Give back the line that contains "Objective — one dot per instance of the headlight." and every following line, exactly as they appear, through the end of the data.

********

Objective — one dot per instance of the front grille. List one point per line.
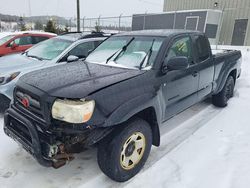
(33, 105)
(20, 129)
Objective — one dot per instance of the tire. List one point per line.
(221, 99)
(116, 151)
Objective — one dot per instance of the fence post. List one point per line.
(99, 20)
(120, 22)
(220, 28)
(83, 26)
(144, 21)
(70, 24)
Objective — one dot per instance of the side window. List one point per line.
(181, 47)
(82, 50)
(203, 49)
(23, 41)
(37, 39)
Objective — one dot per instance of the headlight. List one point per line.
(7, 79)
(72, 111)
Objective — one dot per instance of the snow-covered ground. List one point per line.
(203, 147)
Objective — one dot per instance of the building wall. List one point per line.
(232, 10)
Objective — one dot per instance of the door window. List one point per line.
(181, 47)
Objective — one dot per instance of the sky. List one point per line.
(89, 8)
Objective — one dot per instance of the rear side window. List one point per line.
(202, 46)
(181, 47)
(37, 39)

********

- TASK ANSWER:
Objective — one dot per instance of the headlight. List one point per line.
(7, 79)
(72, 111)
Objective — one dot per instance of the snow-covered ground. List one point per line.
(203, 147)
Objective — one dot per instance of the building wall. List one point per line.
(232, 10)
Objective — one dot per instance of the door window. List one point per line.
(181, 47)
Objective — one dot per instance of the sky. List one point per line.
(89, 8)
Objective — one dot per instance of the rear side window. List one point per line.
(202, 46)
(181, 47)
(37, 39)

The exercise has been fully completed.